--- start ---

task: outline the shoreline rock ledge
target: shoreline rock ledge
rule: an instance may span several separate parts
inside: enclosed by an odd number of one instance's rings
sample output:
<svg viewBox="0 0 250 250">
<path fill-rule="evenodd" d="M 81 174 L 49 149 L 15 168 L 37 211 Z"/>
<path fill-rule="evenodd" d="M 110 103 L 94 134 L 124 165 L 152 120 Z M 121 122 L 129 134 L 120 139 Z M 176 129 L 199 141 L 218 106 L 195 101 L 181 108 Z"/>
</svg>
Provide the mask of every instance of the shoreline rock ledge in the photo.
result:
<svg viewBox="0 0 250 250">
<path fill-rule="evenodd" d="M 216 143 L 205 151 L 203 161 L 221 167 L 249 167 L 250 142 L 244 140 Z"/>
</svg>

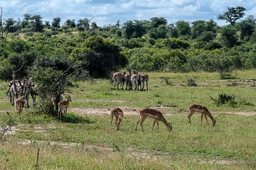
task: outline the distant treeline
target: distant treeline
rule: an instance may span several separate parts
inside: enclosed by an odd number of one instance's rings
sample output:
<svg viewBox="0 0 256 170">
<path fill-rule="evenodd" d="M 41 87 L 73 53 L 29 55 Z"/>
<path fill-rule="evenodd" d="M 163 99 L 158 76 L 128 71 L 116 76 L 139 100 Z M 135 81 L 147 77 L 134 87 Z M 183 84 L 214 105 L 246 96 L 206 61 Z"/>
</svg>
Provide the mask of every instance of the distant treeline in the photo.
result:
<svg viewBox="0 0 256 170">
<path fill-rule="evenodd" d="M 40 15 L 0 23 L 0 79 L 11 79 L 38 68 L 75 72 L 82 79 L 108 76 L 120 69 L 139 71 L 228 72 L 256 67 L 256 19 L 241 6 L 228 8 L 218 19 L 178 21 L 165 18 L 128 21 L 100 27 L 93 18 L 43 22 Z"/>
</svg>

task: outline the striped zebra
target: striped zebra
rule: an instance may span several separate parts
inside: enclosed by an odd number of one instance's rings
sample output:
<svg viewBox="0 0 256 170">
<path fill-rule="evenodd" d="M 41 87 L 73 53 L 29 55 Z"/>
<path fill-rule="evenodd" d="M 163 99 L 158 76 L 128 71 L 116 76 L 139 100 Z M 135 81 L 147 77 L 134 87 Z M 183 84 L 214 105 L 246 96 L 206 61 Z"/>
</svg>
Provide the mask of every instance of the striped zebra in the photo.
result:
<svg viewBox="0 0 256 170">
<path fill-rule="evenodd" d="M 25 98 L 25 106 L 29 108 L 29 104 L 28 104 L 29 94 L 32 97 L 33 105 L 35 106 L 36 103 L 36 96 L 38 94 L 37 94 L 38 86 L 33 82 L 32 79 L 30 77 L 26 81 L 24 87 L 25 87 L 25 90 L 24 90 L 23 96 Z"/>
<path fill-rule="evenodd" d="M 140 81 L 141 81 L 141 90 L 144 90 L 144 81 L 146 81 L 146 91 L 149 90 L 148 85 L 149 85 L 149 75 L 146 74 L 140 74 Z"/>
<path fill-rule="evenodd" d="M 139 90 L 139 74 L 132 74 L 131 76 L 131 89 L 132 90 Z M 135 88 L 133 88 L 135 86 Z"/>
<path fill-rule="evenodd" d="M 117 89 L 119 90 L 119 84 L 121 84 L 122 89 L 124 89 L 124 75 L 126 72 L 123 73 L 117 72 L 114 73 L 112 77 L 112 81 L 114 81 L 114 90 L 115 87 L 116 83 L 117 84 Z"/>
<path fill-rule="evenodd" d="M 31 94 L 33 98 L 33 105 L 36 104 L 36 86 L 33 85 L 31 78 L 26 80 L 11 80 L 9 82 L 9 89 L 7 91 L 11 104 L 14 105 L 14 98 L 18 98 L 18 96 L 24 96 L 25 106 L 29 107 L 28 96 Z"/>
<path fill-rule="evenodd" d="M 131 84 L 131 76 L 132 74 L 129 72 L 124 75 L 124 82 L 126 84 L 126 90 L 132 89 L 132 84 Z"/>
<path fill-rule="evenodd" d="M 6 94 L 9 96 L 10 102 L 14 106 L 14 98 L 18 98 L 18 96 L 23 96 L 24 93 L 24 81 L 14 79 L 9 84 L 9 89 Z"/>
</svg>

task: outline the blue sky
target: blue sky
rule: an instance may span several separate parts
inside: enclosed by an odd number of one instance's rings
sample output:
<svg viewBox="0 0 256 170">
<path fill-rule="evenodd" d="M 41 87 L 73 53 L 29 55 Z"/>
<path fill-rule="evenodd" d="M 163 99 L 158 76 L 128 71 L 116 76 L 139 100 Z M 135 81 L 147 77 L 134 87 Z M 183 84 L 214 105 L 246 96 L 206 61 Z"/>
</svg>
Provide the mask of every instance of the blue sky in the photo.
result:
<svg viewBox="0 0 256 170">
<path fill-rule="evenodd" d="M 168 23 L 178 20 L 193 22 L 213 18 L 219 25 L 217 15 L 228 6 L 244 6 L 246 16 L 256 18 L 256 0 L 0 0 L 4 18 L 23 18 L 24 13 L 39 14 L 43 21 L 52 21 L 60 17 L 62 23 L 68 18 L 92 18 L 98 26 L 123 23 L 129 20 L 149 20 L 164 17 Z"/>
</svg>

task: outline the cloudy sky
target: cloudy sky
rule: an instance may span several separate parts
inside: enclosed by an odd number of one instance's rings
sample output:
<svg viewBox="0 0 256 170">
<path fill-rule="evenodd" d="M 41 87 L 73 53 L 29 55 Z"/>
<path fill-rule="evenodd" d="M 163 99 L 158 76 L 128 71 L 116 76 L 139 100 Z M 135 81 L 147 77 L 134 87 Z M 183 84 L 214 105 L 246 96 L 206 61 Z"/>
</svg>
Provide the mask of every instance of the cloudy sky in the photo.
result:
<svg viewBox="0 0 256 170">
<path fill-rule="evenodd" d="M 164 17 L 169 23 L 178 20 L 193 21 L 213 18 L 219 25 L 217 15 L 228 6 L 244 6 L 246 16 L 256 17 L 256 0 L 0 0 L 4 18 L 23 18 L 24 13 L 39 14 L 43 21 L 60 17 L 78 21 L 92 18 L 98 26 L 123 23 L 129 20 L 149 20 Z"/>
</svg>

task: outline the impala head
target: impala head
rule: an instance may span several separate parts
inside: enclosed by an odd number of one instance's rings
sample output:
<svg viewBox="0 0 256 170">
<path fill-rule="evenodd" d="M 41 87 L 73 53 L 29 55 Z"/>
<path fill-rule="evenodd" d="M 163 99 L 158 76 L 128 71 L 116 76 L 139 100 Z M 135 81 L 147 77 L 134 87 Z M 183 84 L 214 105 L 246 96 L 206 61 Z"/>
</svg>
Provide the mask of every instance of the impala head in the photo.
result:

--- end ---
--- start ---

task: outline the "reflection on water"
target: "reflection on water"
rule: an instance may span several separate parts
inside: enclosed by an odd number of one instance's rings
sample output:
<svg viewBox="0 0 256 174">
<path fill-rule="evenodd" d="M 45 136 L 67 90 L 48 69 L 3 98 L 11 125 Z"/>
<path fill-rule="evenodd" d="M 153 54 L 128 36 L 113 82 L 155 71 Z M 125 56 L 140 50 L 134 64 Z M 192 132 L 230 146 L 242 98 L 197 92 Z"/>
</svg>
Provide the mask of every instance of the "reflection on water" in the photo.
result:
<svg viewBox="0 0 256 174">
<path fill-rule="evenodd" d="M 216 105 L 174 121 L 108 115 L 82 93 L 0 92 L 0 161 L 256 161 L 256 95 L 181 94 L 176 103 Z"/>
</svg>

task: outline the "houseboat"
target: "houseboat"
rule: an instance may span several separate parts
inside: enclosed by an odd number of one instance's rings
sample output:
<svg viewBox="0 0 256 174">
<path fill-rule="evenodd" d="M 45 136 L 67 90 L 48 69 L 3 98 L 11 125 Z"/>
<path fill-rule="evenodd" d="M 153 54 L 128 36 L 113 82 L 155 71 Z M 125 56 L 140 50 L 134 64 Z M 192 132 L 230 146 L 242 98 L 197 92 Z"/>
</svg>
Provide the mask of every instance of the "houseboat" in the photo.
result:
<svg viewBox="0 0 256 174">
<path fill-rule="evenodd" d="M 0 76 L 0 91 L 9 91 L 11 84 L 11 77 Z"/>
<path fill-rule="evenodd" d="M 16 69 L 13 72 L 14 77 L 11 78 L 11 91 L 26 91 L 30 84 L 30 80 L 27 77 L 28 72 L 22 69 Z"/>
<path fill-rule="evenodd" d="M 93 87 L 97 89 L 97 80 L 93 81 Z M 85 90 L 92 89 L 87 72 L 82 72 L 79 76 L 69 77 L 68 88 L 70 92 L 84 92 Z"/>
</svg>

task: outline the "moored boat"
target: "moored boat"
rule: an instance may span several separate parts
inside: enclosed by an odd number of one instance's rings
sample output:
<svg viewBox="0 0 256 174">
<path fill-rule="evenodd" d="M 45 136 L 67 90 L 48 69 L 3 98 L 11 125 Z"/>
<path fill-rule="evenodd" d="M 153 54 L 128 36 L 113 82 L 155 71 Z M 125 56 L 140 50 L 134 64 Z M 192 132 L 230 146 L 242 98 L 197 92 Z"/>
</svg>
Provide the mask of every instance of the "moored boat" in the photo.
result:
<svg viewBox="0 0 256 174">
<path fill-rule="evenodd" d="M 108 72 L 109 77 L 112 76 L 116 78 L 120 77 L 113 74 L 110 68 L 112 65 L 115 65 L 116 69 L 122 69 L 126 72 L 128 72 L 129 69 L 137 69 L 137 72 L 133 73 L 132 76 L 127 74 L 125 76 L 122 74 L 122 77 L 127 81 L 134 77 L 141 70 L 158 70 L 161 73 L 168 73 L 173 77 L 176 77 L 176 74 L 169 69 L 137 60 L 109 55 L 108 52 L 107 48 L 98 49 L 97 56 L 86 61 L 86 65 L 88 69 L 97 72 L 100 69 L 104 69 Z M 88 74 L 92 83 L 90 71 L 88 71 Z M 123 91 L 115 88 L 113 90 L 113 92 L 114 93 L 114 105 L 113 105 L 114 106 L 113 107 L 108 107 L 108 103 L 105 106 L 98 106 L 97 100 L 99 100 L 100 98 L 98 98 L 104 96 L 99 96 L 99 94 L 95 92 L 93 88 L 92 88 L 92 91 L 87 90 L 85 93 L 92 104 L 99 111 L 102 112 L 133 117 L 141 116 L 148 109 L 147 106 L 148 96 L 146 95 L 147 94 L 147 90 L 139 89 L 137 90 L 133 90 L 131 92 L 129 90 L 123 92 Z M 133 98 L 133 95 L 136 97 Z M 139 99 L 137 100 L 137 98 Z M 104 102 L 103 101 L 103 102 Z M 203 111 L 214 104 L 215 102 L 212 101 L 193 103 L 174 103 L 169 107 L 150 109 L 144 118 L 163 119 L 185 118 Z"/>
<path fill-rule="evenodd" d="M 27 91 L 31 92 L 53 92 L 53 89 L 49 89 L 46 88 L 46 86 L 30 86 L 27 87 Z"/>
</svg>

--- end ---
--- start ---

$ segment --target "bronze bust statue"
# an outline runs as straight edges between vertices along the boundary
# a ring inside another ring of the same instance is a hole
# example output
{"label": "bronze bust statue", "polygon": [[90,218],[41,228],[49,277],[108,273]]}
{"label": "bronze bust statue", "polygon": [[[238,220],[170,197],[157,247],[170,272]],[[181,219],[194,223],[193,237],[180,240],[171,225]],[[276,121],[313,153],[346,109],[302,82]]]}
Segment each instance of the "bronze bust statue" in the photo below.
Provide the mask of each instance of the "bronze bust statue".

--- end ---

Written problem
Gather every line above that contains the string "polygon". Copy each such line in full.

Task answer
{"label": "bronze bust statue", "polygon": [[90,218],[41,228],[49,277],[108,273]]}
{"label": "bronze bust statue", "polygon": [[[238,220],[170,197],[157,247],[170,272]],[[181,219],[194,223],[193,237],[180,240],[171,225]],[[276,121],[313,153],[346,109],[302,82]]]}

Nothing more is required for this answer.